Entries from a point annotation set
────

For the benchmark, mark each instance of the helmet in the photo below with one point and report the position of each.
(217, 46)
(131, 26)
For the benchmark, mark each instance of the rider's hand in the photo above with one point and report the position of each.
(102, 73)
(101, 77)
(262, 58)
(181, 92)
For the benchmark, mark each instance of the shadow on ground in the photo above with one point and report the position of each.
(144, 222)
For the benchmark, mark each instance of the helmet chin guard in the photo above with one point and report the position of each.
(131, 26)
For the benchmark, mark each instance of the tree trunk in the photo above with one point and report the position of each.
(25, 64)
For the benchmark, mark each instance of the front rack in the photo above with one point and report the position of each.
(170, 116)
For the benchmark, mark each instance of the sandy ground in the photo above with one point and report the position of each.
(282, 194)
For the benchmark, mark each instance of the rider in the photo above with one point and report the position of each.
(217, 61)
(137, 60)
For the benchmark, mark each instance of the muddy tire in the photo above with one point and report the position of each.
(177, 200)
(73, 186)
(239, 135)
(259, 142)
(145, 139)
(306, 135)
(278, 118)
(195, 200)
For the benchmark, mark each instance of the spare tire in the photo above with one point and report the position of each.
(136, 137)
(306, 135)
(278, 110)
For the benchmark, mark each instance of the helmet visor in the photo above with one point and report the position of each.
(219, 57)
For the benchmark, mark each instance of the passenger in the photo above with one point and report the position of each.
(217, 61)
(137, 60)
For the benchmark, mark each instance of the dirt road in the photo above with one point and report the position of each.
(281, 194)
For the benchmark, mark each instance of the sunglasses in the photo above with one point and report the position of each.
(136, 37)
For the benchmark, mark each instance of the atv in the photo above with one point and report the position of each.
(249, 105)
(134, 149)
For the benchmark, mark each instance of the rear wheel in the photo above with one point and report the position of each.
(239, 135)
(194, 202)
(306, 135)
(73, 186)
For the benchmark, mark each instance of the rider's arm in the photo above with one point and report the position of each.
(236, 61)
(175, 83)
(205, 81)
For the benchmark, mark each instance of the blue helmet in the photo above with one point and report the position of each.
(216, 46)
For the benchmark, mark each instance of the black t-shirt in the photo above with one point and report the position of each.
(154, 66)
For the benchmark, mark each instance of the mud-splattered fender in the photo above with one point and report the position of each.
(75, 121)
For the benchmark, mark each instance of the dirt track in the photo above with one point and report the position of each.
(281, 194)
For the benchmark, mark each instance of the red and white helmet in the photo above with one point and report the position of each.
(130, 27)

────

SET TASK
Starting at the line that contains "For the benchmark, mark each instance of the black" and ending at the last line of the records, give those lines as a numbered list, omitting any blank lines.

ANSWER FOR THE TASK
1. For the benchmark, mark each instance of the black t-shirt in the photo above with one point and report the position of each.
2. (154, 66)
3. For the benchmark, mark each instance of the mud-splattered fender in the photo above with one point and report the position of each.
4. (75, 121)
5. For the benchmark, mark each instance of the dirt track in the photo above with one point and report the position of each.
6. (281, 194)
7. For the benchmark, mark each instance of the red and white helmet in the photo above with one point and report the position of each.
8. (130, 27)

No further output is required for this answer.